§ **Testo fornito**
Se le care vecchie regole del Galateo fossero valide anche sui social…

L’editoriale di Laura Campiglio

Se avete una connessione internet, sicuramente avete visto la prima pagina che Libero ha dedicato alla vicenda di Sofia, la bimba morta di malaria, e il titolo della pagina interna sullo stupro di Rimini. Se avete a cuore l’analisi dei fatti, la correttezza dell’esposizione, la ponderazione dei giudizi o anche solo una certa idea di stile, sicuramente avete fatto un balzo sulla sedia: la prima pagina indicava senza mezzi termini gli stranieri come untori dell’infezione da plasmodium falciparum (nonostante infettivologi e Procura stiano ancora cercando di capire come sia avvenuto il contagio), mentre il titolo interno indugiava sui più minuziosi dettagli dello stupro di Rimini solleticando il voyeurismo morboso dei lettori con termini da YouPorn e descrizioni da snuff movie.

§ **Materiale mostrato**
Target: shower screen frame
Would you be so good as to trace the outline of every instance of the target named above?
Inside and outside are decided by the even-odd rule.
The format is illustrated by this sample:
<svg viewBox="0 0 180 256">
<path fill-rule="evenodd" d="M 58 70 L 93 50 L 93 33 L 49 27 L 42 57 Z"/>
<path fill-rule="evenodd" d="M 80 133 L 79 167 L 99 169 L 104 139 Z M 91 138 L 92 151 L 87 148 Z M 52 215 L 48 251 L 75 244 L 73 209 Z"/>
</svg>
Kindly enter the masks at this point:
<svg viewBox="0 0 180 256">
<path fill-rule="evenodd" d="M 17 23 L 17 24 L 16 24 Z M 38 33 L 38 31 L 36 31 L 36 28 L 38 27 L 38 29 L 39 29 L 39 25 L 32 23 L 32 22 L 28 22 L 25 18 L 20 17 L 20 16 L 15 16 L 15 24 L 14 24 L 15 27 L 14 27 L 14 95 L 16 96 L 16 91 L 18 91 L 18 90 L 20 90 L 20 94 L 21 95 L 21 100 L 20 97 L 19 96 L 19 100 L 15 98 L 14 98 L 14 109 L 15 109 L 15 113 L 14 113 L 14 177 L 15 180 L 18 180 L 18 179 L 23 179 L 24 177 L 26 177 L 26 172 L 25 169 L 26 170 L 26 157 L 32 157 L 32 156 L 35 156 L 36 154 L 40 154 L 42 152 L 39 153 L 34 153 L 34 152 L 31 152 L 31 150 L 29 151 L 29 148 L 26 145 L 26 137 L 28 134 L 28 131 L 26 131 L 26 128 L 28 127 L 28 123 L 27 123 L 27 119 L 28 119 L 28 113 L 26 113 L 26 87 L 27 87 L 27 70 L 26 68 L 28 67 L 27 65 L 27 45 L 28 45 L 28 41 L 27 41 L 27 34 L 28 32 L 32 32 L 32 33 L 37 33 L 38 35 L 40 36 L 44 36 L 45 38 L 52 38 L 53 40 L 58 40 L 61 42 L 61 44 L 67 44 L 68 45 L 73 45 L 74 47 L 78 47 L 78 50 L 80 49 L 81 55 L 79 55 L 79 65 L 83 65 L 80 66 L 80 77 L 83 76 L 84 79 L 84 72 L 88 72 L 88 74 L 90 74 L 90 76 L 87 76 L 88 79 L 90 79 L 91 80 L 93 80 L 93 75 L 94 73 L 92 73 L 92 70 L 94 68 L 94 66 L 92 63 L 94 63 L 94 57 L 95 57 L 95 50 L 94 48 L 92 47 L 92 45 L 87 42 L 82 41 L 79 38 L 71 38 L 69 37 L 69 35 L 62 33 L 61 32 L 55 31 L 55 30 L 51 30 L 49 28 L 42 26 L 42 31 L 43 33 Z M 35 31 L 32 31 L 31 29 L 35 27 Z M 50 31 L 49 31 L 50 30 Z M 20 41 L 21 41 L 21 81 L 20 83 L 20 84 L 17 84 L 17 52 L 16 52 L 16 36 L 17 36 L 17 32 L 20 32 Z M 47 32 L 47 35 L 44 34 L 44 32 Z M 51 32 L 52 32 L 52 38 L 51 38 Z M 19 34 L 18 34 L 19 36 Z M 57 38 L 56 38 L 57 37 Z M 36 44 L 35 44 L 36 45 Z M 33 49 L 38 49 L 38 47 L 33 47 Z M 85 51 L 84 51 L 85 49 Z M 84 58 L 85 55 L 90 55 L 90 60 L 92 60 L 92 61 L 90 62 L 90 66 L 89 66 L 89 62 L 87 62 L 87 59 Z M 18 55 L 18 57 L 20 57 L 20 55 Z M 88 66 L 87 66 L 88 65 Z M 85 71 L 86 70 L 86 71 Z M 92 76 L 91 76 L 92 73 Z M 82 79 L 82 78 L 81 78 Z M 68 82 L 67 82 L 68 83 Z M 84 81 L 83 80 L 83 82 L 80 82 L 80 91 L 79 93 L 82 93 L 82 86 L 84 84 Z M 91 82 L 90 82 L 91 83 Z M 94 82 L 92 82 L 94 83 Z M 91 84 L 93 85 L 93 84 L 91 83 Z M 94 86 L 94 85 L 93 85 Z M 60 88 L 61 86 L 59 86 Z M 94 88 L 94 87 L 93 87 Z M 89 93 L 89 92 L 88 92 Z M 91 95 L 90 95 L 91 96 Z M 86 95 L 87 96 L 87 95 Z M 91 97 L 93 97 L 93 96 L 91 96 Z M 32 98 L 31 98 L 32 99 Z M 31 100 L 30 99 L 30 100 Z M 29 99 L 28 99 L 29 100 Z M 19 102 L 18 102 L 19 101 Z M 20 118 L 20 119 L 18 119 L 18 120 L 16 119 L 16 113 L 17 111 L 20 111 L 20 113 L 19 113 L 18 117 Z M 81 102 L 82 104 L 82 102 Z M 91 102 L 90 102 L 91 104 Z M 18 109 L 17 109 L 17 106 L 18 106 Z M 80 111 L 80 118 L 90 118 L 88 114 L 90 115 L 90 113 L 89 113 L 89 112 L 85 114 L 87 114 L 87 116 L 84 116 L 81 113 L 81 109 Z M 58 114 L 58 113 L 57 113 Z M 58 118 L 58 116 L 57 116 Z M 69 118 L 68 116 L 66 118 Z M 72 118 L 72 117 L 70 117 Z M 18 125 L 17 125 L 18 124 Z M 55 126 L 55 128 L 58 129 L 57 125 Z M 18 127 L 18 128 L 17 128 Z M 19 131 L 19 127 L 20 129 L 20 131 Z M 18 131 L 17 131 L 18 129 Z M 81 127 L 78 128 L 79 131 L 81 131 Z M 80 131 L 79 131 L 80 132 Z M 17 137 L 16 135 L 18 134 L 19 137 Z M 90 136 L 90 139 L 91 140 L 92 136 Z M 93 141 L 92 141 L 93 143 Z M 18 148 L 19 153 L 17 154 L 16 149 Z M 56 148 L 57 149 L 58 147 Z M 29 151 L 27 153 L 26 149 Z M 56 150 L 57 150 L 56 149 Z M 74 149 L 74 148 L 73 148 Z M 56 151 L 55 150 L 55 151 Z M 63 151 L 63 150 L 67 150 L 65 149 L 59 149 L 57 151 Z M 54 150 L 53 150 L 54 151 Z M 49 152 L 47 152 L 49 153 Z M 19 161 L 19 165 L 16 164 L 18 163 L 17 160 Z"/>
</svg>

§ **Esercizio 1**
Traduci in inglese questa frase dell'editoriale: «Se avete una connessione internet, sicuramente avete visto la prima pagina che Libero ha dedicato alla vicenda di Sofia, la bimba morta di malaria, e il titolo della pagina interna sullo stupro di Rimini.»
§ **Esercizio 2**
Rispondi in breve a queste domande sull'editoriale:
(a) Chi firma l'editoriale?
(b) Di che cosa è morta Sofia, secondo il testo?
(c) Chi sta ancora cercando di capire come sia avvenuto il contagio?
Le righe costituiscono materiale a sé, distinto dal testo.

§ **Risposta finale 1**
If you have an internet connection, you have surely seen the front page that Libero devoted to the story of Sofia, the little girl who died of malaria, and the headline of the inside page about the Rimini rape.

§ **Risposta finale 2**
(a) Laura Campiglio.
(b) Di malaria.
(c) Gli infettivologi e la Procura.